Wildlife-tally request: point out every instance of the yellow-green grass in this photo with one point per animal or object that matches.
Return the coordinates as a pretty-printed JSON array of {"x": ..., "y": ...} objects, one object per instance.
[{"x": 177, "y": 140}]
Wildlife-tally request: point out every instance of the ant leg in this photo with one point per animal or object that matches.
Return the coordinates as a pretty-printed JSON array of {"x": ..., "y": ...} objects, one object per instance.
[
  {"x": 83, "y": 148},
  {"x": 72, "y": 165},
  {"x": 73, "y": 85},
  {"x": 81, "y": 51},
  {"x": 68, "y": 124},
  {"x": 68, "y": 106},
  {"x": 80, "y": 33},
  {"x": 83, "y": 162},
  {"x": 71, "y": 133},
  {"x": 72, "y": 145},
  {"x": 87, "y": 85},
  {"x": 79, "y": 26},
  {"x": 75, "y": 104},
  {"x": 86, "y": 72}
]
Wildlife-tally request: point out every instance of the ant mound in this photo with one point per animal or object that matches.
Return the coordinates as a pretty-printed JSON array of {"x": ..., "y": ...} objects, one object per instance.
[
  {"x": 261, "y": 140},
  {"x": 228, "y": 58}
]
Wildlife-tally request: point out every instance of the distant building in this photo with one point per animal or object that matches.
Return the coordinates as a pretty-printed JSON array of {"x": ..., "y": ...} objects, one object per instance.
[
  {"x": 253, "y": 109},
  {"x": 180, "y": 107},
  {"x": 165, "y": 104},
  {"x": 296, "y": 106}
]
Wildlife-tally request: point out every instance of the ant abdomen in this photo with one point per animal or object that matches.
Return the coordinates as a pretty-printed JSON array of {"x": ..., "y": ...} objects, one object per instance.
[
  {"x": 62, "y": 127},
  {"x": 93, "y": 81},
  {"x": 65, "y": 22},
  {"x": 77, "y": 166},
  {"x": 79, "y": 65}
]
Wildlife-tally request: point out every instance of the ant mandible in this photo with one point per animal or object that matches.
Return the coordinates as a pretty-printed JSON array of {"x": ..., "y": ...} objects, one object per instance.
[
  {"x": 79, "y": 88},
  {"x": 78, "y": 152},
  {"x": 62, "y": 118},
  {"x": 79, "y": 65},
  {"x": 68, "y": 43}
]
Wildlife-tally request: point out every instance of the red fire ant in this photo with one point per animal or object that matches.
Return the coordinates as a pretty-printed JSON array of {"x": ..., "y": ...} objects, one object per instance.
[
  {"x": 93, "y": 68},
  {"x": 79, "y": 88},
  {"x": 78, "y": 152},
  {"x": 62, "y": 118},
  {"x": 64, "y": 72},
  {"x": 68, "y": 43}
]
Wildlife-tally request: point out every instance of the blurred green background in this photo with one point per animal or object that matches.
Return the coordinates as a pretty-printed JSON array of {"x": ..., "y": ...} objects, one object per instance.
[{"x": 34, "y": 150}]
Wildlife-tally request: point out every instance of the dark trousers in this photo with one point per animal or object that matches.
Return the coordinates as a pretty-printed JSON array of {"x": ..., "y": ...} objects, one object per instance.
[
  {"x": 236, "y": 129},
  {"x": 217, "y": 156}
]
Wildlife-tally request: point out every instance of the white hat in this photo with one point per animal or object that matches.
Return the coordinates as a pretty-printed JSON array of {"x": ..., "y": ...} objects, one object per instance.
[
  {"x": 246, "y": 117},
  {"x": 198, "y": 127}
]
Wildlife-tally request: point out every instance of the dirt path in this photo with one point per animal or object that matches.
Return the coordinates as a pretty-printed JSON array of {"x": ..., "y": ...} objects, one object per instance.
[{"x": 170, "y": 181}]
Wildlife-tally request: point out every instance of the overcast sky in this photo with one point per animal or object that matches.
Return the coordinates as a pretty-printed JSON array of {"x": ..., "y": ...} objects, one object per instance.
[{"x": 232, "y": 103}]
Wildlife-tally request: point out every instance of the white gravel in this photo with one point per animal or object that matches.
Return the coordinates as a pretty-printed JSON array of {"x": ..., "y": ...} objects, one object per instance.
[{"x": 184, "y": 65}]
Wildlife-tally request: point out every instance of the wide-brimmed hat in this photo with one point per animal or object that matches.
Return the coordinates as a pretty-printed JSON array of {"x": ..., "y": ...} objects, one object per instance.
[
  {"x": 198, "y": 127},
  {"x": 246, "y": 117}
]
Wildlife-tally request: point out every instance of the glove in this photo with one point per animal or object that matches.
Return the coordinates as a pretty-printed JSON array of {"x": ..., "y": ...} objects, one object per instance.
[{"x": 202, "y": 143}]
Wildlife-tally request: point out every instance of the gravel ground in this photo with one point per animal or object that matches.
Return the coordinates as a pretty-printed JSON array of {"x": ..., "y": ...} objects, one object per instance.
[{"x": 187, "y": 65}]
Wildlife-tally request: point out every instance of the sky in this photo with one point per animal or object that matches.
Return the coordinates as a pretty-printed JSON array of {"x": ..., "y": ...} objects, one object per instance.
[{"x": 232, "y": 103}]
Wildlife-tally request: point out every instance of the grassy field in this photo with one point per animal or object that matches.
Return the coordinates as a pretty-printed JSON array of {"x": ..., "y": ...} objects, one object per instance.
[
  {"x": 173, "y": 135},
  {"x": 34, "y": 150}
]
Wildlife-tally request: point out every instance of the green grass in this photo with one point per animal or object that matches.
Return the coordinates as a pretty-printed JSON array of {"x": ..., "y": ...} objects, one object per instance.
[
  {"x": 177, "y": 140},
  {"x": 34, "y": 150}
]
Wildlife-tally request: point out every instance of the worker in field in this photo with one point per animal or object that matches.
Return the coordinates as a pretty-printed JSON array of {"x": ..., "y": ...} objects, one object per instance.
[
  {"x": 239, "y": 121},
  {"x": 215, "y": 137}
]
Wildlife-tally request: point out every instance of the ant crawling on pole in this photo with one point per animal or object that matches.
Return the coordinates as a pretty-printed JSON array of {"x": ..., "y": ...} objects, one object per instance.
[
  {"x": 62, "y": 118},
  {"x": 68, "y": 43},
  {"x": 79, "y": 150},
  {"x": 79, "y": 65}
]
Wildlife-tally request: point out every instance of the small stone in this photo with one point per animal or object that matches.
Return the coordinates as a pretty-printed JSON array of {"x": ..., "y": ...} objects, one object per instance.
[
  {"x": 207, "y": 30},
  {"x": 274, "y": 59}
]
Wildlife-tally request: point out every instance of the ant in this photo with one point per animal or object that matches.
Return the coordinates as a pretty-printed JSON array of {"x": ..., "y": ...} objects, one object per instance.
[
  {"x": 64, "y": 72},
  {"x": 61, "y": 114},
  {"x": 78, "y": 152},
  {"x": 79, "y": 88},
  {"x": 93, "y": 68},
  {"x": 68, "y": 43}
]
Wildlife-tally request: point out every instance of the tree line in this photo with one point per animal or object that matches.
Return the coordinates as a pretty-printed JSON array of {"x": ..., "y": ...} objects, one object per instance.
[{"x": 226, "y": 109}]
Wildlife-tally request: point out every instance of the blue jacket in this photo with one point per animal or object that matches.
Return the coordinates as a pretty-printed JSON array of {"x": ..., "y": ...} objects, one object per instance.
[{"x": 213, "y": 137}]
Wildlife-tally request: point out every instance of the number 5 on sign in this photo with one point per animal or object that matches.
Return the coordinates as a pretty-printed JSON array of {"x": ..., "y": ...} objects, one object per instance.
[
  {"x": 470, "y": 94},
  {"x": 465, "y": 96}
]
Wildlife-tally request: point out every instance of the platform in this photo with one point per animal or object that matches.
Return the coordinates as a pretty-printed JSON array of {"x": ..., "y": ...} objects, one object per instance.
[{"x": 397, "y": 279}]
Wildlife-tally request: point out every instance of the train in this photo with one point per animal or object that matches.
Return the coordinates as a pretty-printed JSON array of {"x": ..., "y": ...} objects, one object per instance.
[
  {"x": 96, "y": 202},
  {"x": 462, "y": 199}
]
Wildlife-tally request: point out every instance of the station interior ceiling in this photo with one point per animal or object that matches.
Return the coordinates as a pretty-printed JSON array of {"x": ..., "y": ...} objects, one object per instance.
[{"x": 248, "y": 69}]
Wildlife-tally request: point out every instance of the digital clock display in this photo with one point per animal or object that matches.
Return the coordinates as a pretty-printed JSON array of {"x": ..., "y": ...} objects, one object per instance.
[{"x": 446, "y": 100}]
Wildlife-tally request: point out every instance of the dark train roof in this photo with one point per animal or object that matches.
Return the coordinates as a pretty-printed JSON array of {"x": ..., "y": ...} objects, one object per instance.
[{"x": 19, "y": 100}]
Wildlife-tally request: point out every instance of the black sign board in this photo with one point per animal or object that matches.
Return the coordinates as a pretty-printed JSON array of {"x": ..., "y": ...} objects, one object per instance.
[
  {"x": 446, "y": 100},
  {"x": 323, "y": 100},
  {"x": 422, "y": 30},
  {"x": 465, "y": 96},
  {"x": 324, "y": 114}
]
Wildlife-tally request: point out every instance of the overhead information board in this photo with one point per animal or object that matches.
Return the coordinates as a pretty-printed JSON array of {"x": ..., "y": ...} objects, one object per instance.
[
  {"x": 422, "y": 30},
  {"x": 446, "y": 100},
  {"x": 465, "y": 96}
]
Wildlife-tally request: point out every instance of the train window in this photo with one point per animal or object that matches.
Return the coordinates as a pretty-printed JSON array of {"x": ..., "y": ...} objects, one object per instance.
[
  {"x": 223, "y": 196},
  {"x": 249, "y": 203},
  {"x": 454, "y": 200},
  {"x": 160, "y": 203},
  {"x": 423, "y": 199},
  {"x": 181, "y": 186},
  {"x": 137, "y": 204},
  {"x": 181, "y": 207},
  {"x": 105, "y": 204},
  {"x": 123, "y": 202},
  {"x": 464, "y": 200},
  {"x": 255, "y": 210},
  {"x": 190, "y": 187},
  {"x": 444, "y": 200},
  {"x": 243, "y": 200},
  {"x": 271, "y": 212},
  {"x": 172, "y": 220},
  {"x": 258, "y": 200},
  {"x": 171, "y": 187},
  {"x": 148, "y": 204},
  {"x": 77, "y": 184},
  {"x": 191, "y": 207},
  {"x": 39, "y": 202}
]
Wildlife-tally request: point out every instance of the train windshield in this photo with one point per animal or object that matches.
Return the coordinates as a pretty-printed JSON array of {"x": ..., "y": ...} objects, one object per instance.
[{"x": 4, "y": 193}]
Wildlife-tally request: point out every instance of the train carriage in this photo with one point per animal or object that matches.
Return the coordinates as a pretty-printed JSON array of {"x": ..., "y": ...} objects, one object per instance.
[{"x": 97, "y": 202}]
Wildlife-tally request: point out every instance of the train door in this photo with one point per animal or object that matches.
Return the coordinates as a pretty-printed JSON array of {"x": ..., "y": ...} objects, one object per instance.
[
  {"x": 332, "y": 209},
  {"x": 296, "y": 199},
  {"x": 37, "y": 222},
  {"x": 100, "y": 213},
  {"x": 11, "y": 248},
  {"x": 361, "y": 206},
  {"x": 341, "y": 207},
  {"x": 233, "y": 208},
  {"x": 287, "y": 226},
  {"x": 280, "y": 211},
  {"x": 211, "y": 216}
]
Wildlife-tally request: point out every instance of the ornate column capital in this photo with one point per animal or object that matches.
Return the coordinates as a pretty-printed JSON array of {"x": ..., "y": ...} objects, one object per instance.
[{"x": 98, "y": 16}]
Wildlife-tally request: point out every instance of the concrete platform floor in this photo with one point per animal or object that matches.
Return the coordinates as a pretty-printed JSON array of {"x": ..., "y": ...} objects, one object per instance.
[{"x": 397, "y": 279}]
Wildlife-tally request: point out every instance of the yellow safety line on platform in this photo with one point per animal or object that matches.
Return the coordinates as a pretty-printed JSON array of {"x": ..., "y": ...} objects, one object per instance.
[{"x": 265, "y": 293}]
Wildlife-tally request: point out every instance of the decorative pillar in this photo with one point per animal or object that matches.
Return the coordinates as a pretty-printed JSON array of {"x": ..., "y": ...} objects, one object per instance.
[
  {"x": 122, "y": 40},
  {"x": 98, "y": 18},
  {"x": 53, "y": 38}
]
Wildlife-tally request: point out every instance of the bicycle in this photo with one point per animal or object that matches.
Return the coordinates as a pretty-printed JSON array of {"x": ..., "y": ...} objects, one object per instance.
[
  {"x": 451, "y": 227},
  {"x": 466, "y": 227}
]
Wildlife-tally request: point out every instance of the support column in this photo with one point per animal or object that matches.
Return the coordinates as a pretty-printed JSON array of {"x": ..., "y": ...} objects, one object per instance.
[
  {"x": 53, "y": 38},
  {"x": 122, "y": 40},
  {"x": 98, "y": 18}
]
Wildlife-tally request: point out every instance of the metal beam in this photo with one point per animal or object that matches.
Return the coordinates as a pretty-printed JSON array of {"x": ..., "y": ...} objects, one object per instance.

+===+

Include both ends. Return the line holding "Wildlife-tally request: point out every instance of the ornate" and all lines after it in the records above, exactly as written.

THE RESULT:
Wildlife-tally request: point out every instance of the ornate column capital in this photo with one point per animal or object that matches.
Return the coordinates as a pretty-printed JSON array of {"x": ..., "y": ...} objects, one object per instance.
[{"x": 98, "y": 16}]
Wildlife-tally request: point out every instance of the concrete platform floor in this photo with one point per animal or object that matches.
Return the coordinates as a pretty-printed JSON array of {"x": ..., "y": ...} objects, one object per instance.
[{"x": 397, "y": 279}]
Wildlife-tally request: point out every instance of the yellow safety line on platform in this photo with one point per animal or object that matches.
Return the coordinates as a pretty-printed JSON array of {"x": ..., "y": ...} objects, one object per instance.
[{"x": 265, "y": 293}]
Wildlife-tally request: point out every instance of the decorative pillar in this photo with one point per animal or object that matches.
Return the coordinates as a pretty-printed JSON array of {"x": ..., "y": ...} objects, one object per instance.
[
  {"x": 122, "y": 40},
  {"x": 98, "y": 18},
  {"x": 53, "y": 38}
]
Wildlife-tally request: point out every instance of the bicycle in this photo with one point per animal or object that matches.
Return the coordinates as a pretty-printed JSON array of {"x": ..., "y": ...} objects, one object per instance.
[
  {"x": 451, "y": 227},
  {"x": 466, "y": 227}
]
Wildlife-tally request: point out every instance of the support column in this photo with one point per animal or object that matches.
Return the coordinates as a pretty-printed JSON array of {"x": ..., "y": ...} objects, one object per instance.
[
  {"x": 53, "y": 38},
  {"x": 122, "y": 40},
  {"x": 98, "y": 18}
]
Wildlife-tally request: point out every instance of the metal beam in this photo with one point per animal or object that matches.
Return the coordinates as a pretty-printed JSON array of {"x": ..., "y": ...} objects, one object per instance.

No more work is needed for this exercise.